*Exercise details:*
Output the data below exactly as it is, dropping the pictures from your copy.

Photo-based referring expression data
····················

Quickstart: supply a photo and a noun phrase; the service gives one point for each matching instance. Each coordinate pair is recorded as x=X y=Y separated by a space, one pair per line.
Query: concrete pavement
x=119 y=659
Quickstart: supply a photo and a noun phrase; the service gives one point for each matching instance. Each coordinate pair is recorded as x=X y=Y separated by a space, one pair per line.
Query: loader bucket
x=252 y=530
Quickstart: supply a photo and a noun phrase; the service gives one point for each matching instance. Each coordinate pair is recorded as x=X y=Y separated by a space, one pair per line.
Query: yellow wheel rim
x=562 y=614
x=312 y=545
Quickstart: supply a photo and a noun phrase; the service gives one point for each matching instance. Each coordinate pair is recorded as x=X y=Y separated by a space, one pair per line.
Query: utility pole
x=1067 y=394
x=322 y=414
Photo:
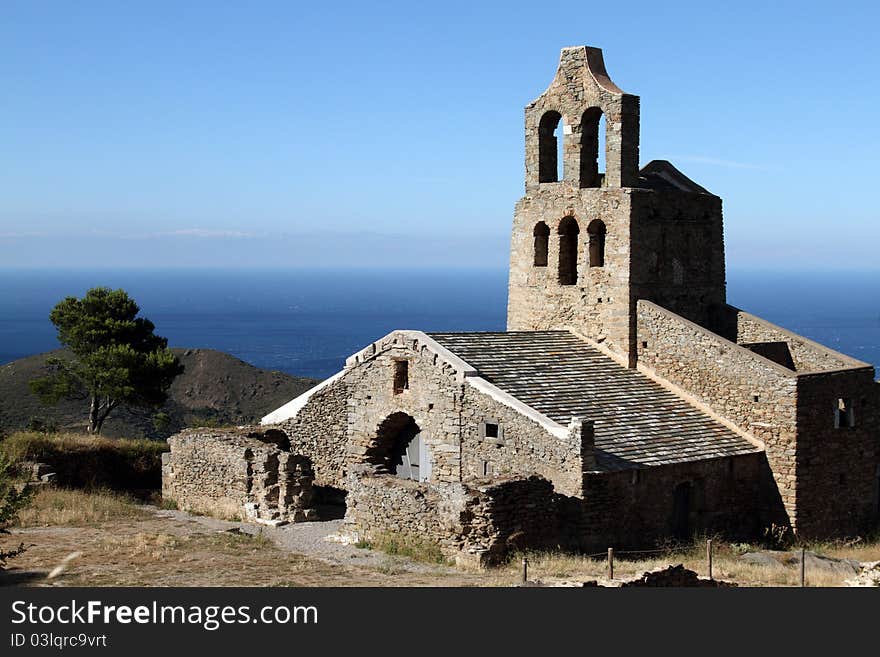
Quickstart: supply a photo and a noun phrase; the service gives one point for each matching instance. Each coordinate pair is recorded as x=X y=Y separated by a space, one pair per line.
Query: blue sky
x=316 y=134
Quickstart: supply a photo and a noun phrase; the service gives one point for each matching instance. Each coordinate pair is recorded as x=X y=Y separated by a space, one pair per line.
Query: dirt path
x=172 y=548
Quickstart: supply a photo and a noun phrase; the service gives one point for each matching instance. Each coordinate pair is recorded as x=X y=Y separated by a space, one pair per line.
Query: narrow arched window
x=548 y=158
x=542 y=239
x=568 y=237
x=592 y=127
x=596 y=231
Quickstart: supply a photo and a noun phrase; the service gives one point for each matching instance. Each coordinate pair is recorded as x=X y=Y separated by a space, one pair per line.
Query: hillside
x=214 y=389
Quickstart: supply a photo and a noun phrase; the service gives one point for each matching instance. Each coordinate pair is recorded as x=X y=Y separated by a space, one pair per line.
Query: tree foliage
x=115 y=359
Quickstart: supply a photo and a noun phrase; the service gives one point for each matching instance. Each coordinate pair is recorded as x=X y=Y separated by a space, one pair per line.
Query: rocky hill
x=215 y=389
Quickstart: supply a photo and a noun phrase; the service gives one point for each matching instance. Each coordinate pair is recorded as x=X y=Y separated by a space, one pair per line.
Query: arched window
x=596 y=231
x=548 y=158
x=542 y=239
x=568 y=237
x=592 y=124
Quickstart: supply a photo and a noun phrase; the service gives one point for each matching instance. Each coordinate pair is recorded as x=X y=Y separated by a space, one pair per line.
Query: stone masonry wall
x=476 y=524
x=236 y=474
x=826 y=476
x=597 y=306
x=582 y=83
x=807 y=355
x=750 y=391
x=320 y=432
x=450 y=414
x=838 y=468
x=733 y=496
x=678 y=252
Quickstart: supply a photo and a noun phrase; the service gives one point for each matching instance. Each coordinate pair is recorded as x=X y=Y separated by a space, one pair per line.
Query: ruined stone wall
x=319 y=431
x=733 y=496
x=450 y=414
x=826 y=476
x=808 y=356
x=482 y=521
x=750 y=391
x=678 y=252
x=477 y=523
x=582 y=83
x=522 y=448
x=234 y=474
x=838 y=468
x=597 y=306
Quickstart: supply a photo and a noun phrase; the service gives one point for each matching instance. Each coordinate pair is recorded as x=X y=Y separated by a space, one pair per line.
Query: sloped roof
x=661 y=175
x=637 y=422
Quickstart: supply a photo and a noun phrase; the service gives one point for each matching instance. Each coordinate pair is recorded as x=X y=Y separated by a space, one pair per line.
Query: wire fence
x=611 y=553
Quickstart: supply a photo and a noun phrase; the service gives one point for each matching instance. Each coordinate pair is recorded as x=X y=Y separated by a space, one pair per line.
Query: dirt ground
x=170 y=548
x=87 y=539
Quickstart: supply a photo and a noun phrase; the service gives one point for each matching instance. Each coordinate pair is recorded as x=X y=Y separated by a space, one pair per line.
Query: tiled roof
x=637 y=422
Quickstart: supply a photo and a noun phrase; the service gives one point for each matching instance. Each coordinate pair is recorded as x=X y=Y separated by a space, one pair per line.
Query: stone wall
x=477 y=523
x=753 y=393
x=791 y=413
x=448 y=409
x=597 y=305
x=237 y=474
x=581 y=84
x=838 y=468
x=319 y=431
x=732 y=496
x=678 y=252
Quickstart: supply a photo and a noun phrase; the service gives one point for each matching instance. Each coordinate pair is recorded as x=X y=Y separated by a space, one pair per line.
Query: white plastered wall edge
x=291 y=408
x=419 y=342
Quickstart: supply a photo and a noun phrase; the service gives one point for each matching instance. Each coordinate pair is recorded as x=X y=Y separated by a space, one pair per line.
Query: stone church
x=626 y=403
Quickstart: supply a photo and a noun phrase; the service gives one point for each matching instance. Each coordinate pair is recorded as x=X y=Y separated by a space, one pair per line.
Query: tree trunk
x=94 y=423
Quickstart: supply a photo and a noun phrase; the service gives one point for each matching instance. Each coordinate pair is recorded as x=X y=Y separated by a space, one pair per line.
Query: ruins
x=627 y=403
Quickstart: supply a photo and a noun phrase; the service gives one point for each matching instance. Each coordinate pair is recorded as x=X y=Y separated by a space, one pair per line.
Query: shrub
x=82 y=461
x=13 y=498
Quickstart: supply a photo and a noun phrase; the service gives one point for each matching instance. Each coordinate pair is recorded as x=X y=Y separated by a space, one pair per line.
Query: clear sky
x=286 y=133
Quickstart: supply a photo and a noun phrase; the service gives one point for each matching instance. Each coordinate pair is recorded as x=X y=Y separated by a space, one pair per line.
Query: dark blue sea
x=306 y=322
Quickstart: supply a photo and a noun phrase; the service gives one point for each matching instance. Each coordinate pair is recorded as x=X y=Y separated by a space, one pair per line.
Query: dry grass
x=34 y=446
x=58 y=507
x=727 y=565
x=405 y=545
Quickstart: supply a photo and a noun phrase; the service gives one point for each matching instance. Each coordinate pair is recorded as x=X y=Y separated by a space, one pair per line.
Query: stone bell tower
x=587 y=244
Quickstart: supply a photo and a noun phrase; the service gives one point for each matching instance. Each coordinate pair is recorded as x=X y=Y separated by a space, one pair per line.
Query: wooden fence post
x=803 y=567
x=709 y=555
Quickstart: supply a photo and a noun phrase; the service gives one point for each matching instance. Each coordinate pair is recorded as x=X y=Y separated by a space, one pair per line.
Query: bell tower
x=587 y=244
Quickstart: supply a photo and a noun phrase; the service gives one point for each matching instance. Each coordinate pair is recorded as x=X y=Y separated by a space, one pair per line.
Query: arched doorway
x=400 y=448
x=681 y=511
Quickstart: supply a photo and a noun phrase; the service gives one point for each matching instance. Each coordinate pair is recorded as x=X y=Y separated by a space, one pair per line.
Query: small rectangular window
x=843 y=414
x=401 y=376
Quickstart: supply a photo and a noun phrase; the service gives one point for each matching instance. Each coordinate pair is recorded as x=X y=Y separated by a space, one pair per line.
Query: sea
x=306 y=322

····················

*Exercise output:*
Quickstart: supply a photo and a noun phrase; the service gives one point for each matching instance. Each coordinate pair is recorded as x=X y=Y separated by a space, one pair per line.
Query: concrete pavement
x=119 y=659
Quickstart: supply a photo and a noun phrase; the service gives one point for each matching instance. Each coordinate pair is recorded as x=X y=Y separated by a space, one pair per line.
Query: loader bucket
x=252 y=530
Quickstart: supply a photo and a noun phrase; the service gives one point for each matching instance. Each coordinate pair is recorded as x=X y=Y separated by a space, one pair per line.
Query: yellow wheel rim
x=562 y=614
x=312 y=545
Quickstart: supply a photo and a noun phrase; the service gives one point for each matching instance. Each coordinate pair is recorded as x=X y=Y separated by a space, one pair per line.
Query: utility pole
x=1067 y=394
x=322 y=414
Photo:
Quickstart: supply a photo and a noun phrase; the service gives one point for each matching instance. Each coordinate pair is recorded as x=X y=Y separated by a space, one pair per line.
Query: blue sky
x=316 y=134
Quickstart: supply a photo and a noun phrase; the service gives one point for each matching instance. Each coordinate pair is recorded as x=X y=Y separated by a space, one pair per line.
Query: dirt path
x=172 y=548
Quickstart: supply a photo and a noun phrase; the service gives one point for each matching instance. Each coordinate pair is recorded as x=X y=Y separated by a space, one pair per line.
Query: narrow arched window
x=548 y=158
x=542 y=239
x=568 y=237
x=592 y=127
x=596 y=231
Quickstart: supply a photo and a noun phrase; the service gives one point for each matching instance. Each coordinate pair is recorded as x=X y=Y separated by a space, one pair per line.
Query: hillside
x=214 y=389
Quickstart: supply a photo and a noun phrase; the service gives one point for each matching instance. Each coordinate pair is recorded as x=X y=Y separated by a space, one pair per line.
Query: tree foliage
x=115 y=359
Quickstart: supply a photo and a noun phrase; the service gives one point for each matching instance. Each coordinate pair is recorded as x=X y=Y separated by a space, one pair per line.
Query: rocky hill
x=215 y=389
Quickstart: supply a photo and a noun phrase; the service gives one point for each matching instance. Each coordinate pair is recorded as x=X y=Y separated by a space, one pair per line.
Query: arched window
x=596 y=231
x=548 y=158
x=542 y=239
x=568 y=237
x=592 y=124
Quickstart: supply a photo and a noun phrase; the service gives one point for each matching instance. Each coordinate pair is recorded as x=X y=Y separated by a space, one pair per line.
Query: stone masonry wall
x=476 y=524
x=236 y=474
x=826 y=476
x=597 y=306
x=582 y=83
x=807 y=355
x=750 y=391
x=320 y=432
x=450 y=414
x=838 y=468
x=733 y=496
x=678 y=252
Quickstart: supply a photo and a noun phrase; the service gives one point for each matching instance. Each coordinate pair is recorded as x=X y=Y separated by a space, one pair per line.
Query: ruined stone wall
x=319 y=431
x=733 y=496
x=450 y=414
x=826 y=476
x=808 y=356
x=482 y=521
x=750 y=391
x=678 y=252
x=477 y=523
x=582 y=83
x=522 y=448
x=234 y=474
x=838 y=468
x=597 y=306
Quickstart: supply a photo and a noun phrase; the service gives one point for each matching instance. Each coordinate pair is recorded as x=X y=Y separated by a space, one pair per line.
Query: sloped roof
x=661 y=175
x=637 y=422
Quickstart: supply a photo and a noun phrase; the service gives one point for each matching instance. Each coordinate pair is recorded as x=X y=Y separated by a space, one pair per line.
Query: wire fence
x=611 y=553
Quickstart: supply a photo and a noun phrase; the service gives one point for each matching instance. Each coordinate pair is recorded as x=X y=Y separated by a space, one pair per line.
Query: dirt ground
x=170 y=548
x=87 y=539
Quickstart: supply a photo and a noun phrase; the service gives one point for each matching instance. Each coordinate pair is recorded as x=X y=Y separated by a space, one pair per line.
Query: tiled roof
x=637 y=422
Quickstart: supply a photo and a noun phrase; the service gives one point for each matching instance. Each coordinate pair is recorded as x=X y=Y separated by a space, one pair per line.
Query: stone wall
x=477 y=523
x=753 y=393
x=791 y=413
x=448 y=409
x=597 y=305
x=237 y=474
x=581 y=84
x=838 y=468
x=319 y=431
x=732 y=496
x=678 y=252
Quickstart: supply a photo and a noun phrase; the service gives one point for each matching instance. Each coordinate pair is recorded as x=X y=Y separated by a space, one pair per line.
Query: white plastered wall edge
x=291 y=408
x=419 y=342
Quickstart: supply a photo and a noun phrase; the service gives one point for each matching instance. Each coordinate pair is recorded as x=X y=Y separated by a space, one pair per line.
Query: stone church
x=626 y=403
Quickstart: supply a photo and a noun phrase; the service gives one point for each matching instance. Each coordinate pair is recorded as x=X y=Y separated by a space, one pair per line.
Query: tree trunk
x=94 y=423
Quickstart: supply a photo and a noun phrase; the service gives one point for each matching instance. Each coordinate pair is recorded as x=X y=Y separated by a space, one pair per line.
Query: ruins
x=627 y=403
Quickstart: supply a photo and a noun phrase; the service gives one point for each matching instance. Each coordinate pair is recorded as x=X y=Y separated by a space, one pair per line.
Query: shrub
x=82 y=461
x=13 y=498
Quickstart: supply a photo and a noun phrase; the service gives one point for each matching instance. Each coordinate pair is recorded as x=X y=Y separated by a space, one pair per line.
Query: clear sky
x=286 y=133
Quickstart: supply a photo and a noun phrase; the service gives one point for each matching instance. Each coordinate pair is recorded as x=X y=Y separated by a space, one pair per line.
Query: dark blue sea
x=306 y=322
Quickstart: supply a photo and a noun phrase; the service gives one point for each matching instance. Each coordinate pair is recorded as x=X y=Y separated by a space, one pair per line.
Query: dry grass
x=34 y=446
x=58 y=507
x=727 y=565
x=405 y=545
Quickstart: supply a photo and a noun phrase; the service gives one point for each matching instance. Each coordinate pair is recorded as x=X y=Y separated by a space, one pair per line.
Query: stone bell tower
x=587 y=244
Quickstart: supply a photo and a noun phrase; the service gives one point for each matching instance. Each coordinate pair is recorded as x=X y=Y separated by a space, one pair per line.
Query: wooden fence post
x=803 y=567
x=709 y=555
Quickstart: supply a photo and a noun phrase; the service gives one point for each matching instance. Each coordinate pair is recorded as x=X y=Y separated by a space, one pair per line.
Query: bell tower
x=587 y=244
Quickstart: supply a photo and a noun phrase; the service gives one point for each matching instance. Each coordinate pair is recorded as x=X y=Y separated by a space, one pair per line.
Query: arched doorway
x=400 y=448
x=681 y=511
Quickstart: supply a photo and a noun phrase; the service gives one point for each matching instance. Each coordinate pair is recorded as x=X y=Y separated by a space, one pair per line.
Query: small rectangular window
x=843 y=414
x=401 y=376
Quickstart: supply a photo and a noun phrase; the service gives one point for each matching instance. Each coordinate pair is recorded as x=X y=Y separated by a space, one pair per line.
Query: sea
x=306 y=322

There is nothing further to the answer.